* [JOB]: Reproduce every one of the records below verbatim, leaving out the pictures.

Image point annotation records
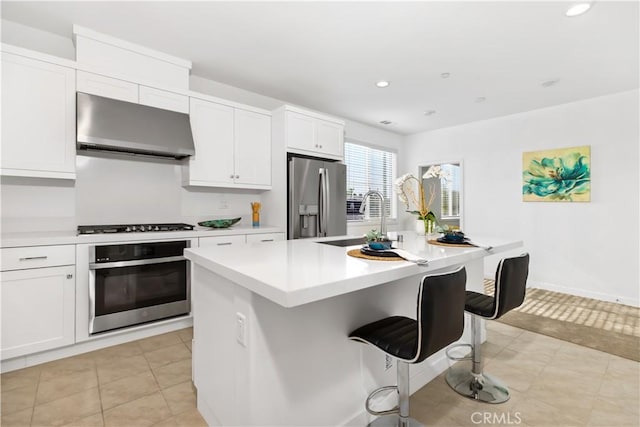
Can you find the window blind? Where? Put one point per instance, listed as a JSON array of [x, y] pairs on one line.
[[369, 169], [450, 191]]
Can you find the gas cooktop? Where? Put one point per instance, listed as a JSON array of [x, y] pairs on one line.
[[132, 228]]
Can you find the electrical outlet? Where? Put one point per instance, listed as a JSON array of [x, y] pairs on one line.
[[388, 362], [241, 329]]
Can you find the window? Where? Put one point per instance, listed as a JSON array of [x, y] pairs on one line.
[[369, 169], [450, 190]]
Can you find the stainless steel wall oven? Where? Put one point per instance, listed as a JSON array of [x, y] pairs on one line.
[[137, 283]]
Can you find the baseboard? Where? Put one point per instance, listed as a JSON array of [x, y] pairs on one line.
[[419, 376], [96, 343], [584, 293]]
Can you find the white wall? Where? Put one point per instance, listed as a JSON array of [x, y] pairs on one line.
[[588, 249], [112, 188]]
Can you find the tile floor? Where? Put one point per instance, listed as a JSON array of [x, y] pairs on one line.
[[142, 383], [552, 383], [147, 382]]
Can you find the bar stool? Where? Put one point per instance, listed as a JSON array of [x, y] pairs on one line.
[[440, 321], [510, 284]]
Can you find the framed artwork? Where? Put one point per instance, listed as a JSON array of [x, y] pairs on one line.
[[560, 175]]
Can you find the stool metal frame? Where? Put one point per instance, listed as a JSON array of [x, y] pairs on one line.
[[510, 284], [440, 322]]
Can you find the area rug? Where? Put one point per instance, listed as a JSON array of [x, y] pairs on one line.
[[605, 326]]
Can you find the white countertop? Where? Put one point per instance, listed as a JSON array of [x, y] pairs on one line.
[[43, 238], [296, 272]]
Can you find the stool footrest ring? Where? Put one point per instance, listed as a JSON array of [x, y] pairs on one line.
[[394, 410], [456, 346]]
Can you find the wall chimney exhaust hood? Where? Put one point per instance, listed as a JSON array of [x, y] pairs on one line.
[[112, 125]]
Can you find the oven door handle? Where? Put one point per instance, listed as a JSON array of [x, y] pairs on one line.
[[117, 264]]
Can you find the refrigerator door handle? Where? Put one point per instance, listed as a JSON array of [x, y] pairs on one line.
[[321, 202]]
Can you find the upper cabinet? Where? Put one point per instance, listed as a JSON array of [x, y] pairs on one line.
[[233, 147], [108, 87], [38, 118], [307, 132]]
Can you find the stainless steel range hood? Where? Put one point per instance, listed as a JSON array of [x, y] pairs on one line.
[[112, 125]]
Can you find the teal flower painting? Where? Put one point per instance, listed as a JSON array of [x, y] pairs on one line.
[[561, 175]]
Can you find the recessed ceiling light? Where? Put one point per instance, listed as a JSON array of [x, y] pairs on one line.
[[550, 83], [577, 9]]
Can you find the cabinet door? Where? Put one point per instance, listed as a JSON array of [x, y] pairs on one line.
[[300, 130], [212, 128], [107, 87], [38, 118], [330, 138], [252, 148], [38, 310], [264, 237], [206, 242], [162, 99]]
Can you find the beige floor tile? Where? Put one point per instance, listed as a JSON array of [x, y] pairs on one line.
[[62, 386], [122, 367], [18, 399], [180, 397], [17, 419], [67, 366], [173, 373], [117, 351], [68, 409], [159, 341], [127, 389], [145, 411], [167, 355], [190, 418], [186, 335], [614, 412], [94, 420], [20, 378]]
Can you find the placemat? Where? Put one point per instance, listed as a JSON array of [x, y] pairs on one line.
[[457, 245], [357, 254]]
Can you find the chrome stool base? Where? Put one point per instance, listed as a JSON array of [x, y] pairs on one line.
[[394, 421], [482, 387]]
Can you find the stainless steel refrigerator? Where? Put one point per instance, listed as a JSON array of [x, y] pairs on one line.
[[317, 200]]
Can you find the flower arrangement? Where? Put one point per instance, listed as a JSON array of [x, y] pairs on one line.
[[415, 201]]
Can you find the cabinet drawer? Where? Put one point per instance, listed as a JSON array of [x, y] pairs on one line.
[[37, 257], [264, 237], [96, 84], [163, 99], [221, 241]]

* [CORRECT OUTPUT]:
Can you find the window blind? Where? Put one point per instance, listed as a JSON array of [x, y] pairs on one line.
[[369, 169], [450, 191]]
Can you find the gas cooktop? Where? Put one point per instance, listed as a JSON array of [x, y] pairs on one line.
[[132, 228]]
Can you find the electrical outlet? Where? Put one point per instance, listed as a JSON array of [x, y] pairs on one line.
[[388, 362], [241, 329]]
Can you find the window? Where? Put one point per instance, listed as a JSON array of [x, y] pairs on one line.
[[369, 169], [450, 190]]
Can you find the stainless steel wall oven? Where? Put one point per instance, listed as a JSON array of [x, y] pairs on one line.
[[137, 283]]
Can you find the baseboard? Where? Put one point per instance, listed as a JSON array of [x, y] pairs on one line.
[[419, 376], [96, 343], [584, 293]]
Can you find the white wall? Where? Put one point per instance, listed as a JSON array of [x, y] pairs on one line.
[[588, 249], [112, 188]]
Can you find the tile floor? Where? Put one point per instance, listed as a JSON array of [x, y] pairs on one line.
[[142, 383], [552, 383], [147, 382]]
Can you find the bar stool? Where? Put one point per instance, listed as a JSON array of [x, y] pairs on one line.
[[440, 321], [510, 284]]
Can you find the framed artwork? Where? Put one point per instance, listed as a JSON array of [x, y] pairs on one line.
[[560, 175]]
Can you find the stool metal frame? Where? Put one point per instance, listed as a JSON array of [x, y] pairs on one line.
[[510, 284], [440, 322]]
Can you find the area rug? Where? Put one point per instance, listed as a JSON array of [x, y] pairs on one line.
[[605, 326]]
Can you find the white countertop? Where? Put one point per instance, listed as a JSON array of [x, y] pairs on one line.
[[43, 238], [296, 272]]
Can you find the stool footrest ring? Where? Put one point per instance, listed as a JSON array of [x, y] pairs on one line.
[[394, 410], [456, 346]]
Can you find the wall chimney exhaust hood? Where? Put one point per instance, listed as a JSON array of [x, y] pairs on one line.
[[112, 125]]
Can you find the oven door handle? Where? Put one point per instance, listed as a JSON array of [x, y] pairs on one line.
[[117, 264]]
Can you find the refrigerator door handle? Where? Put one point per instance, listed as a JSON array of [x, y] pairs on one line.
[[321, 202]]
Can you find the upper cabinet? Where? Put one point per instance, listed as a JSON array of [x, y] pairs on one line.
[[233, 147], [108, 87], [38, 118], [307, 132]]
Can you find the stainless steel range hood? Where? Put one point per instance, listed as a JSON array of [x, y] pairs on one line.
[[112, 125]]
Can you find the teal flower painting? Where? Put one point per instance, listed as a JSON array of [x, y] pairs on one line.
[[561, 175]]
Can you find the recessed ceiling light? Where? Put one point per instance, listed as a JSON array of [x, y] pairs on one line.
[[550, 83], [577, 9]]
Can you find the cabinet door? Where? Put one point per instance, listed as a JSON array of [x, y] pairs on one line.
[[300, 130], [212, 128], [107, 87], [38, 118], [330, 138], [252, 148], [38, 310], [264, 237], [206, 242], [162, 99]]
Can you find the beige floor tile? Where? Put one point per instance, listed as a JSON array of [x, y] pairs on one line.
[[62, 386], [122, 367], [18, 399], [180, 397], [17, 419], [67, 366], [173, 373], [117, 351], [68, 409], [159, 341], [127, 389], [145, 411], [167, 355], [190, 418], [186, 335], [614, 412], [94, 420], [20, 378]]
Can you find the placemat? Where? Put one point per instance, listed as a JSON array of [x, y] pairs on one line.
[[457, 245], [357, 254]]
Can you find the chrome stool base? Where? Put one point per instance, listed as a JSON array of [x, y] pairs on one line.
[[394, 421], [482, 387]]
Can you find the stainless steel refrigerator? Where? Put one point per instance, listed as a JSON array of [x, y] pairs on one line.
[[317, 200]]
Can you find the flower arrangement? Where? Put one point per instance, listed as a JSON array of [x, y] pairs on one line.
[[415, 201]]
Can you find the cabinet drawer? Where? Put one point per instance, listed as a JSON array of [x, y] pairs on one line.
[[37, 257], [264, 237], [96, 84], [163, 99], [221, 241]]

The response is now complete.